Picture annotation entries

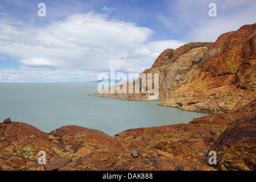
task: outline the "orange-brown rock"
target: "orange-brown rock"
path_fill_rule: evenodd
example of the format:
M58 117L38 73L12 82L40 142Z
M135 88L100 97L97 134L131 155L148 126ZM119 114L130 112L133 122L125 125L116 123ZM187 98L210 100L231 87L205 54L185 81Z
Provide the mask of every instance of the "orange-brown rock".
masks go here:
M218 162L212 167L218 170L256 169L255 106L254 100L236 111L243 117L231 122L210 147L209 151L216 152Z
M221 35L213 43L190 43L175 50L166 49L143 73L159 74L159 96L155 100L165 100L160 105L207 113L233 111L256 98L255 44L256 23L246 25ZM127 85L128 90L135 82L122 86ZM141 90L139 93L110 90L106 88L106 93L93 95L150 100L150 94Z
M85 155L99 151L127 150L119 140L104 133L78 126L61 127L51 134L60 137L60 146L64 144L67 150Z
M105 151L86 155L65 165L65 171L214 171L199 162L157 150L138 150L133 158L130 151ZM142 155L144 157L142 157ZM133 159L133 160L131 160Z
M51 142L48 134L36 127L22 122L1 124L0 154L37 160L38 152L44 151L48 160L57 157L63 148Z
M234 111L256 98L256 24L224 34L214 54L189 82L170 90L160 105L203 113Z
M185 159L204 162L210 147L240 113L214 114L195 118L189 124L129 129L114 137L128 148L158 149Z

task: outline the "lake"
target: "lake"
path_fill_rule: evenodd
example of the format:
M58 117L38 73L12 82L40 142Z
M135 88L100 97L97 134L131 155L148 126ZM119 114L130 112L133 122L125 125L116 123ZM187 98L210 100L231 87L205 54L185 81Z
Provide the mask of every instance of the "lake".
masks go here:
M66 125L114 136L130 129L188 123L208 114L163 107L161 101L130 101L87 96L98 83L0 84L0 122L31 125L44 132Z

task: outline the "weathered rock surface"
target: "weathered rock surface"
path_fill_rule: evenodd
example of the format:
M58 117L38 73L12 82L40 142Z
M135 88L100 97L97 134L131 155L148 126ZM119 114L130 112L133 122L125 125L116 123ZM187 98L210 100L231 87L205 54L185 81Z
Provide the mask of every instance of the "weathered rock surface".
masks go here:
M255 170L255 105L254 100L233 113L114 137L77 126L47 134L24 123L2 123L0 169ZM38 163L40 151L46 165ZM216 152L216 165L208 166L210 151Z
M214 171L215 169L156 150L139 150L135 159L130 151L106 151L82 156L60 170L67 171ZM142 155L145 156L142 157ZM133 159L131 161L131 159Z
M0 123L0 170L255 170L255 30L246 25L214 43L166 49L143 72L159 73L160 105L214 114L114 137L77 126L46 133L7 118ZM137 94L94 95L146 101L143 86ZM38 163L40 151L46 165ZM211 151L217 164L210 166Z
M207 113L233 111L256 98L255 45L256 23L246 25L221 35L214 43L167 49L143 73L159 74L155 100L165 100L160 105ZM122 86L134 90L135 81ZM151 94L142 93L143 85L139 93L112 93L106 88L93 96L147 101Z

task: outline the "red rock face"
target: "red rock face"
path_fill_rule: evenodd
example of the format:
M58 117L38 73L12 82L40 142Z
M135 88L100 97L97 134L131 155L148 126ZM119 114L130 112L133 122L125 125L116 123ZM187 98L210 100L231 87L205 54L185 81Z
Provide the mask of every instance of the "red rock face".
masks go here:
M207 113L233 111L256 98L256 23L224 34L213 43L167 49L143 73L159 74L160 105ZM148 93L94 96L148 100Z
M6 118L0 170L255 170L255 27L167 49L144 72L159 74L160 105L214 114L114 137L77 126L47 134ZM147 100L148 93L95 94ZM209 164L212 151L217 164Z

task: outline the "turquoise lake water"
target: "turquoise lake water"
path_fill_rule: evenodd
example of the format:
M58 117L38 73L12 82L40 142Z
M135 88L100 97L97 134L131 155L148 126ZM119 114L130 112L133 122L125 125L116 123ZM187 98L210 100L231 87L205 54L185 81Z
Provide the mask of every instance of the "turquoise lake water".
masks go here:
M0 84L0 122L10 117L47 133L78 125L114 136L130 129L188 123L208 115L158 106L161 101L88 96L97 92L98 84Z

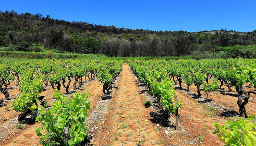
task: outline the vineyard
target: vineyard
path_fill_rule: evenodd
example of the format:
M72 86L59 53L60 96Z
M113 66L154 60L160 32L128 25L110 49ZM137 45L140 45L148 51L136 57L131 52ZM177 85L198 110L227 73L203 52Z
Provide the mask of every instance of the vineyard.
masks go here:
M255 59L0 63L1 146L255 146Z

_Set problem_
Reproduce every line of the records above verbatim, omitting the pictures.

_Exercise result_
task: outline the "orange-brown rock"
target: "orange-brown rock"
path_fill_rule: evenodd
example of the format:
M58 117L38 73L12 82L40 142Z
M135 88L100 97L97 134L131 155L148 126ZM119 114L130 112L133 122L125 125L116 123ZM187 98L210 100L231 87L205 54L185 81Z
Provide the mask of every instance of the "orange-brown rock".
masks go here:
M218 162L212 167L218 170L256 169L255 106L254 100L236 111L243 117L231 122L210 147L209 151L216 152Z
M221 35L213 43L190 43L175 50L166 49L143 73L159 74L159 96L155 100L165 100L160 105L207 113L233 111L256 98L255 44L256 23L246 25ZM127 85L128 90L135 82L122 86ZM141 90L139 93L110 90L106 88L106 93L93 95L150 100L150 94Z
M85 155L99 151L127 150L119 140L104 133L78 126L61 127L51 134L60 137L60 146L64 144L67 150Z
M105 151L86 155L65 165L65 171L214 171L199 162L157 150L138 150L133 158L130 151ZM142 155L144 157L142 157ZM133 159L133 160L131 160Z
M51 142L48 134L36 127L22 122L1 124L0 154L37 160L38 152L44 151L48 160L57 157L63 148Z
M234 111L256 98L256 24L224 34L214 54L189 82L170 90L160 105L203 113Z
M185 159L204 162L210 147L240 113L214 114L195 118L189 124L129 129L114 137L128 148L158 149Z

task: outline the "lake"
target: "lake"
path_fill_rule: evenodd
example of the format:
M58 117L38 73L12 82L40 142Z
M135 88L100 97L97 134L131 155L148 126ZM119 114L130 112L133 122L125 125L116 123ZM187 98L210 100L231 87L205 54L185 81Z
Provide the mask of every instance of the "lake".
masks go here:
M66 125L114 136L130 129L188 123L208 114L163 107L161 101L130 101L87 96L98 83L0 84L0 122L31 125L44 132Z

task: outline the "weathered rock surface"
target: "weathered rock surface"
path_fill_rule: evenodd
example of the format:
M58 117L38 73L12 82L40 142Z
M135 88L100 97L97 134L131 155L148 126ZM119 114L130 112L133 122L125 125L116 123ZM187 98L210 100L231 87L205 54L185 81Z
Provide the mask of every instance of the "weathered rock surface".
masks go here:
M255 170L255 105L254 100L233 113L114 137L77 126L47 134L24 123L2 123L0 169ZM38 163L40 151L46 165ZM216 152L216 165L208 166L210 151Z
M214 171L215 169L156 150L139 150L135 159L130 151L106 151L82 156L60 170L67 171ZM142 155L145 156L142 157ZM133 159L131 161L131 159Z
M0 123L0 170L255 170L255 30L246 25L214 43L166 49L143 72L159 73L160 105L214 114L114 137L77 126L46 133L7 118ZM137 94L94 95L146 101L143 86ZM38 163L40 151L46 165ZM211 151L217 164L210 166Z
M207 113L233 111L256 98L255 45L256 23L246 25L221 35L214 43L167 49L143 73L159 74L155 100L165 100L160 105ZM122 86L134 90L135 81ZM151 94L142 93L143 85L139 93L112 93L106 88L93 96L147 101Z

task: outline the "red rock face"
target: "red rock face"
path_fill_rule: evenodd
example of the format:
M58 117L38 73L12 82L40 142Z
M135 88L100 97L97 134L131 155L148 126ZM119 114L130 112L133 122L125 125L116 123ZM187 98L210 100L231 87L205 54L185 81Z
Provide the mask of every instance of the "red rock face".
masks go here:
M207 113L233 111L256 98L256 23L224 34L213 43L167 49L143 73L159 74L160 105ZM148 93L94 96L148 100Z
M6 118L0 170L255 170L255 27L167 49L144 72L159 74L160 105L214 114L114 137L77 126L47 134ZM147 100L148 93L95 94ZM209 164L212 151L217 164Z

task: outline the "turquoise lake water"
target: "turquoise lake water"
path_fill_rule: evenodd
example of the format:
M58 117L38 73L12 82L40 142Z
M135 88L100 97L97 134L131 155L148 126ZM119 114L130 112L133 122L125 125L116 123ZM187 98L210 100L231 87L205 54L185 81Z
Provide the mask of every instance of the "turquoise lake water".
masks go here:
M0 84L0 122L10 117L47 133L78 125L114 136L130 129L188 123L208 115L158 106L161 101L88 96L97 92L98 84Z

task: outline the vineyard
target: vineyard
path_fill_rule: evenodd
example of the format:
M72 86L59 53L60 96Z
M113 66L154 60L160 32L128 25L110 49ZM137 45L140 45L148 51L136 57L131 52ZM177 85L198 110L227 73L203 52Z
Provide the mask of every instance of the vineyard.
masks go here:
M255 59L0 63L1 146L255 146Z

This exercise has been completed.